(REQUIREMENT) Convert every non-blank line of the rows below into a Markdown table with two columns, No and Line. Number the lines in order and leave out the blank ones.

***

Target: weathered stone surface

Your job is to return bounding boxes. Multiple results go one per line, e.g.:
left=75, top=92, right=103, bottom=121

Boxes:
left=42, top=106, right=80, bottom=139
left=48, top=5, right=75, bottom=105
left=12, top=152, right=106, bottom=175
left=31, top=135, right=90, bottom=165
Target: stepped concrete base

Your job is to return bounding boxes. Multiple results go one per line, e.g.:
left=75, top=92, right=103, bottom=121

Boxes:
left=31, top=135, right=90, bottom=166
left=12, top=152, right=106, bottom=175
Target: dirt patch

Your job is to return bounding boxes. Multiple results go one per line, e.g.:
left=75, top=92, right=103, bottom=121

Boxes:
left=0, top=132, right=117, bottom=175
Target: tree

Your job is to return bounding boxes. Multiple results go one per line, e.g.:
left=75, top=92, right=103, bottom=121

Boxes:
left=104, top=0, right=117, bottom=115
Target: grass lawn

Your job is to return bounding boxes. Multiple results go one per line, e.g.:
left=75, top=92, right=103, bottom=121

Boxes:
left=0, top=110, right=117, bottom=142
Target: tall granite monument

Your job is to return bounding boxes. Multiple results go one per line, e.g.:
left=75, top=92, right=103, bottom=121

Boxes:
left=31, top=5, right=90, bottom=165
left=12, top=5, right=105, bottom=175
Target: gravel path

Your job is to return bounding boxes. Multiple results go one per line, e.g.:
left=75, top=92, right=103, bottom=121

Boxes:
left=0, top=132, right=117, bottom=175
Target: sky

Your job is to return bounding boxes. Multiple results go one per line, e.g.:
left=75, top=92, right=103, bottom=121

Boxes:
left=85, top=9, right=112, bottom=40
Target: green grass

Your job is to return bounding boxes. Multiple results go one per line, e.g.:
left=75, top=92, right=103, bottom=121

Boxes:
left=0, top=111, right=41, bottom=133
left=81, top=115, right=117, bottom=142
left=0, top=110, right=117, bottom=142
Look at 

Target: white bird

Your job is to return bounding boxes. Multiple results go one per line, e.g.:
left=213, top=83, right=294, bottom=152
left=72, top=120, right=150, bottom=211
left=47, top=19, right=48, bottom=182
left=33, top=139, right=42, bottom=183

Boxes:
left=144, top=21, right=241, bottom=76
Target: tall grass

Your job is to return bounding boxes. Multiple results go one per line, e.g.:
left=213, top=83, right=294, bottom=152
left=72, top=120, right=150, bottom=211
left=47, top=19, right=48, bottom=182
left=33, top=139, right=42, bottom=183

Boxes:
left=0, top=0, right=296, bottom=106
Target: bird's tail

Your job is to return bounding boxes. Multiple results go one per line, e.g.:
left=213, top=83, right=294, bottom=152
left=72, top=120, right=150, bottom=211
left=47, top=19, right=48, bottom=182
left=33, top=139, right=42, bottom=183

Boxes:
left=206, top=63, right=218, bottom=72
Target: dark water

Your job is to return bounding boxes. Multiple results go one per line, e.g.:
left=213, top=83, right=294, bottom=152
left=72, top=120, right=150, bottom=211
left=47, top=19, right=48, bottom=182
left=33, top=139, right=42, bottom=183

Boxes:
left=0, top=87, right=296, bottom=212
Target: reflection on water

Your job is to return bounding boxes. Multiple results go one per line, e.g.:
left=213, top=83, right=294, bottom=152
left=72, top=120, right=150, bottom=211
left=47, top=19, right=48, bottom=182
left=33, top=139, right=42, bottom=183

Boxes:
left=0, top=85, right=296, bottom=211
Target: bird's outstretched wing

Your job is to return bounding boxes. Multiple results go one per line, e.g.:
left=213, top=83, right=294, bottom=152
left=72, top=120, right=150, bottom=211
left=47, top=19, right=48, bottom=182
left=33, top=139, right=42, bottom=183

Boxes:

***

(WRITTEN RESPONSE)
| No | Line |
|---|---|
| 1 | Target: weathered stone surface |
| 2 | Your job is to return bounding boxes. Multiple results go one per line, e.g.: |
| 3 | left=75, top=92, right=103, bottom=121 |
| 4 | Boxes: |
| 5 | left=42, top=106, right=80, bottom=139 |
| 6 | left=48, top=5, right=75, bottom=105 |
| 7 | left=12, top=152, right=106, bottom=175 |
| 8 | left=31, top=135, right=90, bottom=165 |
| 9 | Target: stepped concrete base |
| 10 | Your job is to return bounding boxes. Multiple results go one per line, e.g.: |
| 11 | left=75, top=92, right=103, bottom=121 |
| 12 | Boxes: |
| 13 | left=31, top=135, right=90, bottom=166 |
| 14 | left=12, top=152, right=106, bottom=175 |
| 15 | Target: dirt patch |
| 16 | Your job is to return bounding boxes. Multiple results go one per line, e.g.: |
| 17 | left=75, top=92, right=103, bottom=121 |
| 18 | Boxes: |
| 19 | left=0, top=132, right=117, bottom=175 |
| 20 | Target: tree |
| 21 | Your job is to return bounding boxes. Multiple results go one per line, e.g.: |
| 22 | left=75, top=92, right=103, bottom=121 |
| 23 | Boxes: |
| 24 | left=104, top=0, right=117, bottom=115 |
| 25 | Target: grass lawn |
| 26 | Your job is to return bounding boxes. Multiple results go one per line, e.g.: |
| 27 | left=75, top=92, right=103, bottom=121 |
| 28 | Boxes: |
| 29 | left=0, top=110, right=117, bottom=142 |
| 30 | Target: tall granite monument |
| 31 | Your job is to return bounding boxes. Multiple results go one per line, e.g.: |
| 32 | left=75, top=92, right=103, bottom=121 |
| 33 | Boxes: |
| 34 | left=31, top=5, right=90, bottom=165 |
| 35 | left=12, top=5, right=105, bottom=175 |
| 36 | Target: gravel path |
| 37 | Your job is to return bounding boxes. Multiple results go one per line, e.g.: |
| 38 | left=75, top=92, right=103, bottom=121 |
| 39 | Boxes: |
| 40 | left=0, top=132, right=117, bottom=175 |
| 41 | Target: sky |
| 42 | Your job is to return bounding boxes. Multiple results go one per line, e.g.: |
| 43 | left=75, top=92, right=103, bottom=121 |
| 44 | Boxes: |
| 45 | left=85, top=9, right=112, bottom=40 |
| 46 | Target: green grass |
| 47 | Your job is to return bounding boxes. Multiple results go one per line, e.g.: |
| 48 | left=75, top=92, right=103, bottom=121 |
| 49 | Boxes: |
| 50 | left=0, top=111, right=41, bottom=133 |
| 51 | left=81, top=115, right=117, bottom=142 |
| 52 | left=0, top=110, right=117, bottom=142 |
| 53 | Look at  |
| 54 | Target: white bird |
| 55 | Your job is to return bounding boxes. Multiple results go one per line, e.g.: |
| 56 | left=213, top=83, right=294, bottom=152 |
| 57 | left=72, top=120, right=150, bottom=211 |
| 58 | left=47, top=19, right=48, bottom=182 |
| 59 | left=33, top=139, right=42, bottom=183 |
| 60 | Boxes: |
| 61 | left=144, top=21, right=241, bottom=76 |
| 62 | Target: tall grass |
| 63 | Your job is to return bounding boxes. Multiple results go one per line, e.g.: |
| 64 | left=213, top=83, right=294, bottom=152 |
| 65 | left=72, top=120, right=150, bottom=211 |
| 66 | left=47, top=19, right=48, bottom=182 |
| 67 | left=33, top=139, right=42, bottom=183 |
| 68 | Boxes: |
| 69 | left=0, top=0, right=296, bottom=106 |
| 70 | Target: bird's tail |
| 71 | Your job is to return bounding boxes. Multiple results go one per line, e.g.: |
| 72 | left=213, top=83, right=294, bottom=152 |
| 73 | left=72, top=120, right=150, bottom=211 |
| 74 | left=47, top=19, right=48, bottom=182 |
| 75 | left=33, top=139, right=42, bottom=183 |
| 76 | Boxes: |
| 77 | left=206, top=63, right=218, bottom=72 |
| 78 | Target: dark water |
| 79 | Your job is to return bounding boxes. Multiple results go one per line, e.g.: |
| 80 | left=213, top=83, right=294, bottom=152 |
| 81 | left=72, top=120, right=150, bottom=211 |
| 82 | left=47, top=19, right=48, bottom=182 |
| 83 | left=33, top=139, right=42, bottom=183 |
| 84 | Boxes: |
| 85 | left=0, top=87, right=296, bottom=212 |
| 86 | Target: reflection on water |
| 87 | Your job is to return bounding boxes. Multiple results go one per line, e.g.: |
| 88 | left=213, top=83, right=294, bottom=152 |
| 89 | left=72, top=120, right=150, bottom=211 |
| 90 | left=47, top=19, right=48, bottom=182 |
| 91 | left=33, top=139, right=42, bottom=183 |
| 92 | Boxes: |
| 93 | left=0, top=85, right=296, bottom=211 |
| 94 | Target: bird's outstretched wing |
| 95 | Your job is to return bounding boxes. Multiple results go one per line, e.g.: |
| 96 | left=213, top=83, right=294, bottom=152 |
| 97 | left=72, top=120, right=150, bottom=211 |
| 98 | left=47, top=19, right=48, bottom=182 |
| 99 | left=33, top=139, right=42, bottom=183 |
| 100 | Boxes: |